┌─ Provided records
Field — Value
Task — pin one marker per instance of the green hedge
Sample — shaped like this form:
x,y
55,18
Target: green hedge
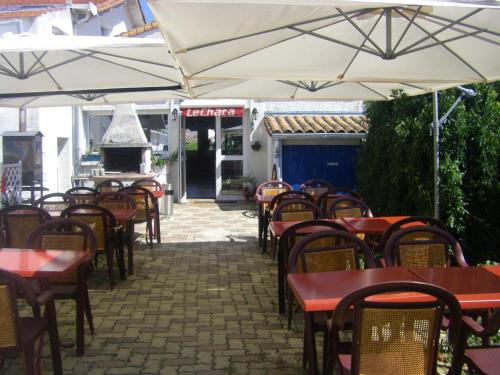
x,y
395,168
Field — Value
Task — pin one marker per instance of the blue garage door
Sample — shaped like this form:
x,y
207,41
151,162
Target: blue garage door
x,y
336,164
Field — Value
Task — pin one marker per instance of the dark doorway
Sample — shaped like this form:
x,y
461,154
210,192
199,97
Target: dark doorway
x,y
200,157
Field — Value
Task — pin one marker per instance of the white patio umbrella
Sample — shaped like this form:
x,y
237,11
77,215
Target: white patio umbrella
x,y
314,45
83,68
442,43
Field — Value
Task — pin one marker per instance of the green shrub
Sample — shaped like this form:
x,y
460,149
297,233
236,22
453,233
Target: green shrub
x,y
395,168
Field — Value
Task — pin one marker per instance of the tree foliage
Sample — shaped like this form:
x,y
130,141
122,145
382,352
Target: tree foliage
x,y
395,169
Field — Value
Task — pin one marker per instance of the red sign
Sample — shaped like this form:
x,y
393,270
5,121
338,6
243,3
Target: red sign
x,y
212,112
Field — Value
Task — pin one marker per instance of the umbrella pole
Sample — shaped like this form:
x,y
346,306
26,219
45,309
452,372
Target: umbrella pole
x,y
435,101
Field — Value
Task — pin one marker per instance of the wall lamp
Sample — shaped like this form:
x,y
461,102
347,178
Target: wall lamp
x,y
255,113
175,114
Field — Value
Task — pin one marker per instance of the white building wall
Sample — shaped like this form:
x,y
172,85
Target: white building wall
x,y
110,23
54,123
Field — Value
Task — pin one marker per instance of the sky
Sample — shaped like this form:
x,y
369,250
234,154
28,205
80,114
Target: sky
x,y
147,12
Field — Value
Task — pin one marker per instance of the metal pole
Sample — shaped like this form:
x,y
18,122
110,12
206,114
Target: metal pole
x,y
435,100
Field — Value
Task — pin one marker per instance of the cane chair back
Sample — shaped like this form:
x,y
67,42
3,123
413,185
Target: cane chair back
x,y
83,195
330,250
18,221
8,317
143,199
397,337
296,210
326,199
20,333
64,234
109,186
100,219
272,187
316,187
116,201
55,202
422,246
288,239
149,184
348,207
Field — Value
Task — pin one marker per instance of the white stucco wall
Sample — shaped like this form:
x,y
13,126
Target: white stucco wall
x,y
55,123
110,23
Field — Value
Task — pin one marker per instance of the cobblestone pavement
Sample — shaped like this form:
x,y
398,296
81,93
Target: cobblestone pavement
x,y
202,302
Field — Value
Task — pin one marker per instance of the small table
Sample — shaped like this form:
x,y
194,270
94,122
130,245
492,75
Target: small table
x,y
44,264
262,201
123,217
323,291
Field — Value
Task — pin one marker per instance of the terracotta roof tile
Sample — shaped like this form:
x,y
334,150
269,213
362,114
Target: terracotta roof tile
x,y
316,124
140,29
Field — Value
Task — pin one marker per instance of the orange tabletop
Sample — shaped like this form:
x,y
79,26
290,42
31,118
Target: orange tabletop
x,y
321,291
121,215
40,263
474,287
370,225
263,198
157,193
279,227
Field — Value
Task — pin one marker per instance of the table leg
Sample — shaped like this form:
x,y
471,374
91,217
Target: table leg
x,y
54,338
310,342
130,254
121,253
80,306
157,221
260,218
281,283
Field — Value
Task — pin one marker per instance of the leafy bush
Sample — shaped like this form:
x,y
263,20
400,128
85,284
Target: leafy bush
x,y
395,168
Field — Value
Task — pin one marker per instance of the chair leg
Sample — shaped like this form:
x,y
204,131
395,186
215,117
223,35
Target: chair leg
x,y
289,302
28,357
109,260
88,311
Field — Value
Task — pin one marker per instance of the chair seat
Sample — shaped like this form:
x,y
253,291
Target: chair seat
x,y
485,359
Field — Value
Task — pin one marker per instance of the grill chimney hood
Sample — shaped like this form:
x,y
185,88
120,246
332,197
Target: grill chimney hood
x,y
125,129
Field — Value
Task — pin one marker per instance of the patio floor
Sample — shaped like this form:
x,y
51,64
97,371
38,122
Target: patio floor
x,y
202,302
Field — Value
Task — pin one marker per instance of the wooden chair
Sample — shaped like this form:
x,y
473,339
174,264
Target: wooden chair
x,y
395,337
287,240
316,187
268,189
69,234
103,223
293,210
153,185
20,333
400,224
109,185
55,202
18,221
278,199
325,200
121,201
143,199
348,207
422,246
482,360
83,195
326,251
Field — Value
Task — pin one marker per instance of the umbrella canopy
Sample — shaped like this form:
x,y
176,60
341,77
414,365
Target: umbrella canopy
x,y
83,68
312,44
261,89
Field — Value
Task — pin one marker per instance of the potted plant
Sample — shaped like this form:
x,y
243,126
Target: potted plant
x,y
248,185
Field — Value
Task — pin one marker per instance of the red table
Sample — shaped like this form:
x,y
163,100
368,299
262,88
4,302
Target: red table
x,y
262,200
474,287
43,264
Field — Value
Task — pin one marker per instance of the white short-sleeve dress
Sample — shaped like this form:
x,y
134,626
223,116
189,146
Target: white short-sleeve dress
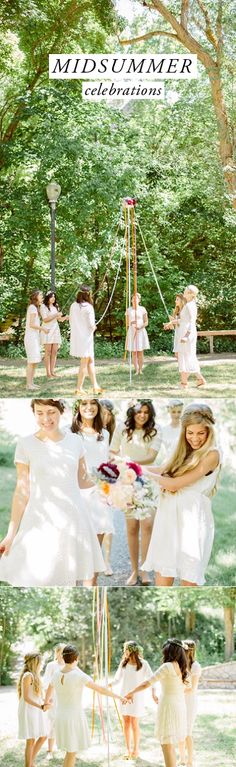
└─
■ What you need to do
Provide the count of lines above containing "sleeve", without any added words.

■ Response to the task
2